Reproduce word for word the lines below, from the line that contains "One keypoint belongs to every instance. Tag the paintbrush" through the final line, with both included.
┄┄┄┄┄┄┄┄┄┄┄┄┄┄┄┄┄┄┄┄
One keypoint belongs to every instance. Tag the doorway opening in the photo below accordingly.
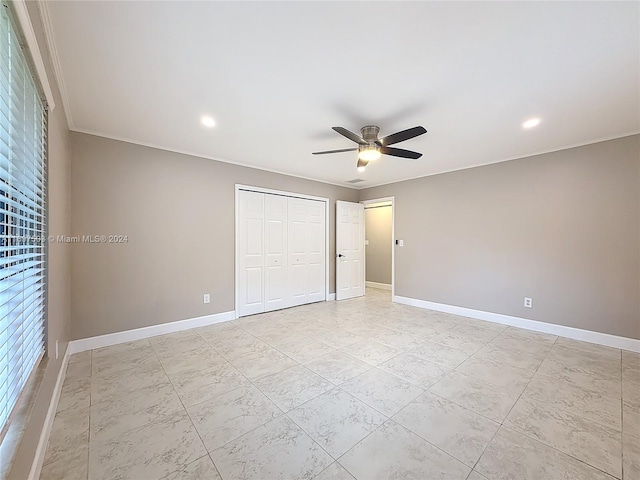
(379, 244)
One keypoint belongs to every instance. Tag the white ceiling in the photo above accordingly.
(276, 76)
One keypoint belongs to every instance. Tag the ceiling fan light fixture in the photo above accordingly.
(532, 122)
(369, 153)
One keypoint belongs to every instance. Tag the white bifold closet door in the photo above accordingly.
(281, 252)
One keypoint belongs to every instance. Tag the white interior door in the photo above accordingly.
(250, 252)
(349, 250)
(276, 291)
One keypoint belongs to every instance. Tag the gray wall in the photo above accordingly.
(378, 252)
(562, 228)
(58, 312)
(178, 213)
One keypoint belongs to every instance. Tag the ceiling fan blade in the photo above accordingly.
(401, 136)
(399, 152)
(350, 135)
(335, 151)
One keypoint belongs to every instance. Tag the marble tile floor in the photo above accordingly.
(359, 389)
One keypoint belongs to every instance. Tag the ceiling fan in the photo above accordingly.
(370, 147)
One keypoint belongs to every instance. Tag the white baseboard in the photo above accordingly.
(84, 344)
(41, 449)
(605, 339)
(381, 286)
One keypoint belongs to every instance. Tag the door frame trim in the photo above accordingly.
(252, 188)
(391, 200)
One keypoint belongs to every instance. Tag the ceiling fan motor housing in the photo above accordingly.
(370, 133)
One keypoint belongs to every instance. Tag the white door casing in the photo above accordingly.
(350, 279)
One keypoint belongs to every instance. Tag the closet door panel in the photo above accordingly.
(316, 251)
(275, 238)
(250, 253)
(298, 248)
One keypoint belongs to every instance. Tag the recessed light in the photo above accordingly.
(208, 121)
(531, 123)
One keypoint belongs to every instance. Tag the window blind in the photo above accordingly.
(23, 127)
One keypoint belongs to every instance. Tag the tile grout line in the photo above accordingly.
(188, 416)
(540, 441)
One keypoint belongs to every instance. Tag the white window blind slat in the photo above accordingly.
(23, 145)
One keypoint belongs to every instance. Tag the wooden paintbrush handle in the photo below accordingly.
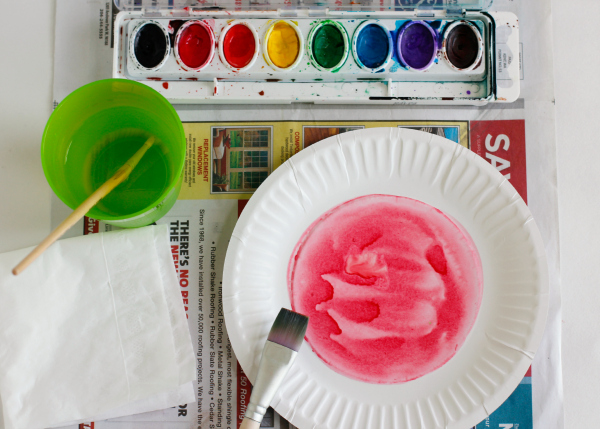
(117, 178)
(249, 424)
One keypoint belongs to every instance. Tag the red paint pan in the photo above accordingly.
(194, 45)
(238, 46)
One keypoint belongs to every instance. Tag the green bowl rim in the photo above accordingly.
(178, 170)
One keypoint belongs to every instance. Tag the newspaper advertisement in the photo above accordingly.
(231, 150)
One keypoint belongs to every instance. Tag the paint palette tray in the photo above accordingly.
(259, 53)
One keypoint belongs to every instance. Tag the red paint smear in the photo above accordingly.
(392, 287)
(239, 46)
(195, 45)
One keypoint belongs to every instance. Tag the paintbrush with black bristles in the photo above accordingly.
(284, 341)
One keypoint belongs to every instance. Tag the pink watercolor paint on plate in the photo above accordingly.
┄┄┄┄┄┄┄┄┄┄┄┄┄┄┄┄┄┄┄┄
Solution for this task.
One keypoint belongs to every instance. Tag the paintbrush with black bristles in the photo above accordingly.
(284, 341)
One keypoint belongs to every instance. Tag the pink watercolor paint on plate in the photo above accordingly.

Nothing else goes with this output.